Il cuore del suo discorso è semplice, ma denso: quello che oggi chiamiamo “AI” non è affatto intelligenza. Stallman spiega che il termine stesso è fuorviante, perché attribuisce una forma di coscienza o ragionamento a dei sistemi che invece non capiscono nulla. Non fanno altro che generare parole basandosi sulla probabilità che una parola segua l’altra. Non c’è comprensione, né intenzione, né conoscenza del significato. Dice, testualmente: “These systems don’t understand anything. They just imitate patterns they find in texts.”

Fa un esempio chiarissimo: se chiedi a questi modelli qualcosa su un argomento tecnico o etico, potrebbero darti una risposta apparentemente sensata, ma basata su un collage di testi prelevati da internet. Nessuna valutazione critica, nessuna verifica dei fatti, nessuna capacità di distinguere vero da falso. E qui arriva la critica più tagliente: "Calling it intelligence is misleading, and it misleads people into thinking these systems know what they are doing." Ed è proprio questo, secondo lui, che rappresenta un pericolo culturale e politico.

Un altro punto centrale del discorso riguarda la proprietà del software. Stallman sottolinea come OpenAI e molte altre aziende stiano centralizzando il potere di questi sistemi, nascondendo il codice, limitando l’accesso, vincolando l’uso attraverso contratti capestro e licenze proprietarie. E, ovviamente, qui torna la sua battaglia storica: il software libero. Senza la libertà di studiare, modificare e condividere il software, dice, non c’è alcun controllo democratico sulla tecnologia. “We need to demand freedom in our software. Otherwise, we’re just subjects under digital emperors.”

A un certo punto qualcuno gli chiede: “Ma questi strumenti non possono essere utili per scrivere o programmare?”. La risposta è lucida: sì, possono aiutare, ma è pericoloso delegare troppo. E poi aggiunge che le tecnologie devono servire le persone, non dominarle. Se il loro uso implica perdita di controllo, sorveglianza, dipendenza o opacità, allora non ne vale la pena. Non è contrario alla tecnologia in sé, ma al modo in cui viene imposta, chiusa, sfruttata.

Elenco fornito =
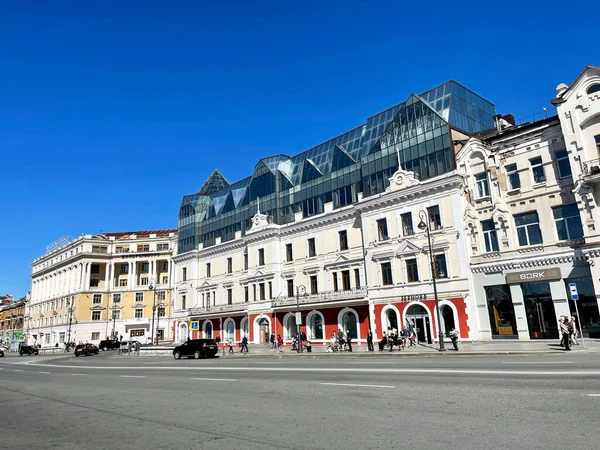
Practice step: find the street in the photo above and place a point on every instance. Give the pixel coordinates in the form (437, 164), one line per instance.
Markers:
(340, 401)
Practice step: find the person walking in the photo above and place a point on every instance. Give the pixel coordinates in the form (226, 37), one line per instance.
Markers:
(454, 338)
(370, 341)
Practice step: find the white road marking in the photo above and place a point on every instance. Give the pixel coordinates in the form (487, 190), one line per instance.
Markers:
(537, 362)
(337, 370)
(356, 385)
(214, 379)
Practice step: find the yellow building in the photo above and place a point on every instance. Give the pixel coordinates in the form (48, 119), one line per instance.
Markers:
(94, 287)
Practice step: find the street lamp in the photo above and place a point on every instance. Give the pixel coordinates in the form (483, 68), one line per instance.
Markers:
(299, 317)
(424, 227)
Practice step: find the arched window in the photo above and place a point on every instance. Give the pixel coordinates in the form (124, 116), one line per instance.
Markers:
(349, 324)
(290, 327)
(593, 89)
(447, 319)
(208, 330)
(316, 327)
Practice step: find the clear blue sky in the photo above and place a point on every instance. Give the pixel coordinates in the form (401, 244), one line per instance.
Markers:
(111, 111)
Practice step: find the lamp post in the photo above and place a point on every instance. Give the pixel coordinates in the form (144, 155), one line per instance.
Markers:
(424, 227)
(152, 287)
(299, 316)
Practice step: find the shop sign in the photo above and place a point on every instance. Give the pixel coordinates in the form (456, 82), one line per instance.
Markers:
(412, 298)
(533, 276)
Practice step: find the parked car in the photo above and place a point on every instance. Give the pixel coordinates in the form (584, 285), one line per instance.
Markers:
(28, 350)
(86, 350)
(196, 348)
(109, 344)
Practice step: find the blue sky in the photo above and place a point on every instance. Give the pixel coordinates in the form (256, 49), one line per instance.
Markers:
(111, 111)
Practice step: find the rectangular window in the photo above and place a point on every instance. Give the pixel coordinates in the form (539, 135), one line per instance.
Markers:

* * *

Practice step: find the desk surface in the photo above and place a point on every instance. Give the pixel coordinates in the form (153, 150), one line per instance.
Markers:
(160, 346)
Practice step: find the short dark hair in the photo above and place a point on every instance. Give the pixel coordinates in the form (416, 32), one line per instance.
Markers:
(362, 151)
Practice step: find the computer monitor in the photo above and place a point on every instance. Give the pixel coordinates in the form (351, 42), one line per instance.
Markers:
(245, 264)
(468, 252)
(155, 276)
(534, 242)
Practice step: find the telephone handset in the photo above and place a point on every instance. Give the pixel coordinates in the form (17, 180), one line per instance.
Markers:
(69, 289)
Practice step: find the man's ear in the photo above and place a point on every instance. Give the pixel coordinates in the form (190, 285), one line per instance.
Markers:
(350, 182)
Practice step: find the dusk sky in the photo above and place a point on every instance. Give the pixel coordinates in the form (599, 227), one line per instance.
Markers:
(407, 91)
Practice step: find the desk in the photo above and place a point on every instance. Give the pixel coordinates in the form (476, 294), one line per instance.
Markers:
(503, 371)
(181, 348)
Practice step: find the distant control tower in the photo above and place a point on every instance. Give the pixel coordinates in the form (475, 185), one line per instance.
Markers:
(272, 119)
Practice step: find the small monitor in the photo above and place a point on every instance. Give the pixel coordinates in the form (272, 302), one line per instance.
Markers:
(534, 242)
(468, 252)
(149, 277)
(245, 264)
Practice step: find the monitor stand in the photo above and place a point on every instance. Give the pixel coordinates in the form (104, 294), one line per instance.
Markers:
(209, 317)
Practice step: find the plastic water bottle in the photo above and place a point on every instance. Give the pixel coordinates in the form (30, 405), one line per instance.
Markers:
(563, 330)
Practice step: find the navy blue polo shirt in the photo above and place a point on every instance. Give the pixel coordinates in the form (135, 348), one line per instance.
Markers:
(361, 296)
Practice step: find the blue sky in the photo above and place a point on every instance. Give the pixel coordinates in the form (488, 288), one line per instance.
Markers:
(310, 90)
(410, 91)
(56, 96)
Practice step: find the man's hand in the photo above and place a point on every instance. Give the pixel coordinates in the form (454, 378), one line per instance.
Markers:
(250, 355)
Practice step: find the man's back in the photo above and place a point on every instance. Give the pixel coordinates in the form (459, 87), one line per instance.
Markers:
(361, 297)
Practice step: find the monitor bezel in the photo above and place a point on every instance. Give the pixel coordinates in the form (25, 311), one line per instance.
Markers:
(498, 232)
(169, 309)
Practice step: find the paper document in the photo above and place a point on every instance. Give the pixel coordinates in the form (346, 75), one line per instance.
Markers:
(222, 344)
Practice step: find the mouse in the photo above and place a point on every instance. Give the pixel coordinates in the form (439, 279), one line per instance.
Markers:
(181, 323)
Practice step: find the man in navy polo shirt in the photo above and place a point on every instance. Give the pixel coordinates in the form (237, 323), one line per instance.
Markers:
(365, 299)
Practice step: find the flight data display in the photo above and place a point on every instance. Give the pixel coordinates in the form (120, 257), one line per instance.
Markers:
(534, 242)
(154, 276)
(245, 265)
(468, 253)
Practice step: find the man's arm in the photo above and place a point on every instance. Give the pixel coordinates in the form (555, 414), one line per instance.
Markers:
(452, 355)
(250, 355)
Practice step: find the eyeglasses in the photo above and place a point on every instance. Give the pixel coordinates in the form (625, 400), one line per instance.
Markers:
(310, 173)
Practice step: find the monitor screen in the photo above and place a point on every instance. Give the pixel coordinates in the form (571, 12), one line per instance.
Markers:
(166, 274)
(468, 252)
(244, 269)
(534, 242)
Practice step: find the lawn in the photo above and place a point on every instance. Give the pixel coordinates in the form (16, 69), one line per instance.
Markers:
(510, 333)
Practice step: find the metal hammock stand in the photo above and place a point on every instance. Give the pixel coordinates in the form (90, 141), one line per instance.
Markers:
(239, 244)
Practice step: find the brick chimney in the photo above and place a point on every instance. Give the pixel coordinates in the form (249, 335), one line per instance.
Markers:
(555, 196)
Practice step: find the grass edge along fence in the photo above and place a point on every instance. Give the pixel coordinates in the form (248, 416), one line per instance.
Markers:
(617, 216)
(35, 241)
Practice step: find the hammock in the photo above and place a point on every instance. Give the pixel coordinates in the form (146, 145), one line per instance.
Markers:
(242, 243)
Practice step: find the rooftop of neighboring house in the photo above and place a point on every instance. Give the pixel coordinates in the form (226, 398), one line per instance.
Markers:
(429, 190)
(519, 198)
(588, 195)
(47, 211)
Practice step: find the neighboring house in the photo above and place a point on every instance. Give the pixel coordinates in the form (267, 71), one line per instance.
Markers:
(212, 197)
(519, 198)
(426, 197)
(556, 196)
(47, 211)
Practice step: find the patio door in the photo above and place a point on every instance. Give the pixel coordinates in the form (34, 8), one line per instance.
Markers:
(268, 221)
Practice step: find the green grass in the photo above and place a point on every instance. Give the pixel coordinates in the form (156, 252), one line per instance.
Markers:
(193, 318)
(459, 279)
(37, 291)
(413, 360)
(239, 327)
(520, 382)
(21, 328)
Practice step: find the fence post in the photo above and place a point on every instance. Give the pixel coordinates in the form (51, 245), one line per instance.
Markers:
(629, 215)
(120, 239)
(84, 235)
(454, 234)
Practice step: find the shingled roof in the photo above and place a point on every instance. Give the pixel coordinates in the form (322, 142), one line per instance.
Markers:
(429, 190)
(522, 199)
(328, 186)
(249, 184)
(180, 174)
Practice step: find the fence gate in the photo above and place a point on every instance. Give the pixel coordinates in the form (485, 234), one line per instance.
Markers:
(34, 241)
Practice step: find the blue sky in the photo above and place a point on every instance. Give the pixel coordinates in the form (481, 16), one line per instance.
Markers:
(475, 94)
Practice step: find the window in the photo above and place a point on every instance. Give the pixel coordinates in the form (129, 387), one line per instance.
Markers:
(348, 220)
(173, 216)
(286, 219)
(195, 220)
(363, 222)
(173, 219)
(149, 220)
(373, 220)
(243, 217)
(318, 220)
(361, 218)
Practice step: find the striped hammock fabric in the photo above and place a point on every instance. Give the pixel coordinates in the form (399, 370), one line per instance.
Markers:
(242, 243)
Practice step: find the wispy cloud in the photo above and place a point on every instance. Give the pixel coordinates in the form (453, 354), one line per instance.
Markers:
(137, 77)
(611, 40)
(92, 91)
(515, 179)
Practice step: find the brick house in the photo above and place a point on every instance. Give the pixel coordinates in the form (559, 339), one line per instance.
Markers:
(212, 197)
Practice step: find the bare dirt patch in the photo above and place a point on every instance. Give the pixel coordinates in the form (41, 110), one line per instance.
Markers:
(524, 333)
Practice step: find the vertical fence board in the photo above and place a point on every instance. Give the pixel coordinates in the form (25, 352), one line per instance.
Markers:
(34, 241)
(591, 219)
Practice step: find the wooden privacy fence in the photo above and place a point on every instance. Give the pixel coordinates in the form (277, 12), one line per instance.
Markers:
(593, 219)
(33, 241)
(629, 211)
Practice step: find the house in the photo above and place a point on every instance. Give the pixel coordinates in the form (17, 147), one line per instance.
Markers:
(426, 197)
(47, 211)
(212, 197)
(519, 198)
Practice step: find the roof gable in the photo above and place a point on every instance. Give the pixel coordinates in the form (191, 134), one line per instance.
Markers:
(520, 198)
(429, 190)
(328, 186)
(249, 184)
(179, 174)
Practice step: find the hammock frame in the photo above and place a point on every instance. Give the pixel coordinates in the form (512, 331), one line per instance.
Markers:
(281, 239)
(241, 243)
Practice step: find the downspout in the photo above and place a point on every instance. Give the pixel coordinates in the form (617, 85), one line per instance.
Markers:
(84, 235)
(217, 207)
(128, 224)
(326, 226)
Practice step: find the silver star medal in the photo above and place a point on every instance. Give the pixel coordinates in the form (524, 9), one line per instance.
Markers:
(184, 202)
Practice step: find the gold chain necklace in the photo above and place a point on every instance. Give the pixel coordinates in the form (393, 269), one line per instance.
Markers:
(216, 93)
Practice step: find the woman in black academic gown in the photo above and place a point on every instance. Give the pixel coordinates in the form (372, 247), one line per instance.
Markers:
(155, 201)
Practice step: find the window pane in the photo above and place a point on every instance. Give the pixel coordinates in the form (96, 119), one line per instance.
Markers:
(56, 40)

...

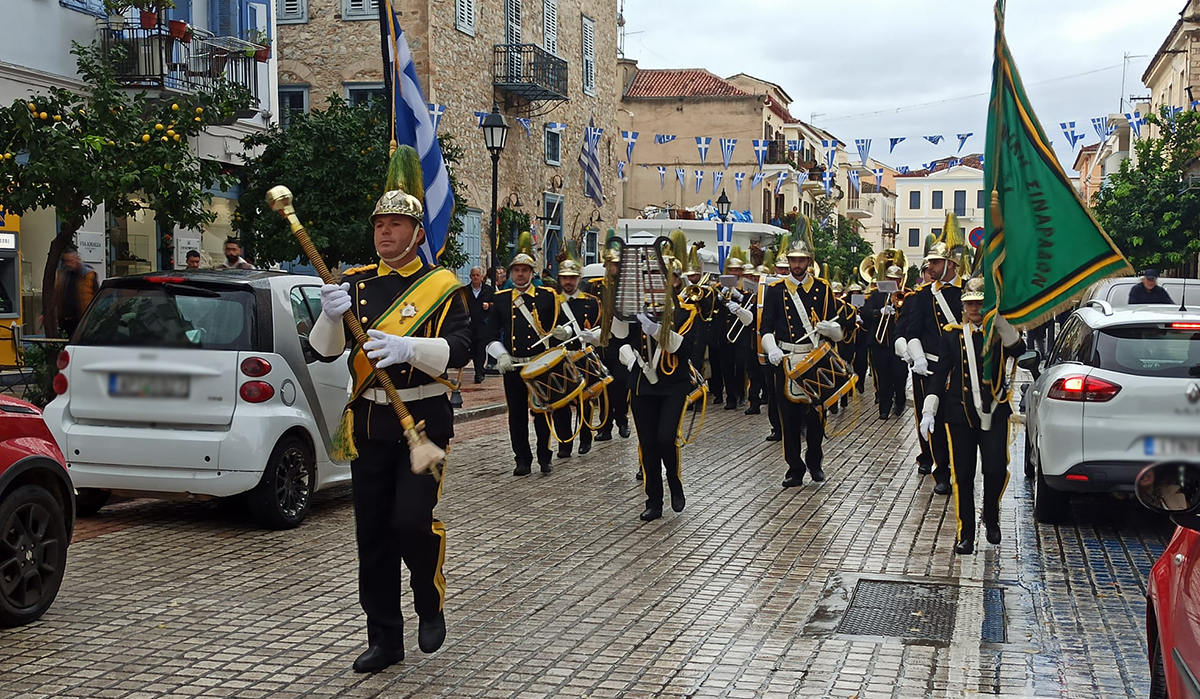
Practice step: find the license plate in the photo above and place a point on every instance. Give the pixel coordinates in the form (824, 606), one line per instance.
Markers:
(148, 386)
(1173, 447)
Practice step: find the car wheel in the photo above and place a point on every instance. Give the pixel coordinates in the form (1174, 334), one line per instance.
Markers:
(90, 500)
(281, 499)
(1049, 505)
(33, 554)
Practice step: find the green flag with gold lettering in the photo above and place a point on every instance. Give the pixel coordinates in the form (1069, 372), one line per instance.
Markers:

Compito 1 = Riporta parola per parola, dal testo sul discorso di Stallman, il tratto da "Fa un esempio" fino a "culturale e politico.".
Compito 2 =
Rispondi per favore a queste domande sul testo sul discorso di Stallman:
(a) Su che cosa si basano questi sistemi per generare le parole?
(b) Quale azienda viene nominata esplicitamente tra quelle che centralizzano il potere di questi sistemi?
(c) Quali sono le tre libertà sul software senza le quali, secondo Stallman, non c'è controllo democratico sulla tecnologia?
Compito 3 = Prosegui il testo sul discorso di Stallman partendo dopo la sua ultima frase.

Risultato 1 =
Fa un esempio chiarissimo: se chiedi a questi modelli qualcosa su un argomento tecnico o etico, potrebbero darti una risposta apparentemente sensata, ma basata su un collage di testi prelevati da internet. Nessuna valutazione critica, nessuna verifica dei fatti, nessuna capacità di distinguere vero da falso. E qui arriva la critica più tagliente: "Calling it intelligence is misleading, and it misleads people into thinking these systems know what they are doing." Ed è proprio questo, secondo lui, che rappresenta un pericolo culturale e politico.

Risultato 2 =
(a) Sulla probabilità che una parola segua l'altra.
(b) OpenAI.
(c) La libertà di studiare, modificare e condividere il software.

Risultato 3 =
Ci tiene a dire che non c’è nulla di male nel generare testi o nel fare previsioni con le reti neurali, purché non si faccia passare il messaggio che “pensano”. È un uso errato del linguaggio, ma anche un’operazione di marketing tossico: serve a vendere, a creare hype, a giustificare decisioni aziendali e politiche molto discutibili. E quando la tecnologia viene mistificata, si scivola verso un mondo dove non si capisce più chi decide cosa, e perché.

Alla fine del video, quando gli viene chiesto cosa possiamo fare, risponde come ha sempre fatto: rifiutare il software non libero, rivendicare la libertà digitale, informarsi, non lasciarsi sedurre dalle scorciatoie comode ma pericolose. È difficile, certo. Anche lui lo sa. Non è uno che vive fuori dal mondo, ma uno che ha deciso di non accettare certi compromessi.

Io, da parte mia, sono d’accordo con lui su praticamente tutto. E lo sono da anni. Non sempre riesco a seguirlo fino in fondo — uso strumenti proprietari, ogni tanto chiudo un occhio per esigenze pratiche — ma continuo a stimarlo profondamente. Perché dice cose vere. Perché continua a difendere principi scomodi, ma fondamentali. Perché ha il coraggio di restare coerente, anche quando intorno tutti vanno nella direzione opposta.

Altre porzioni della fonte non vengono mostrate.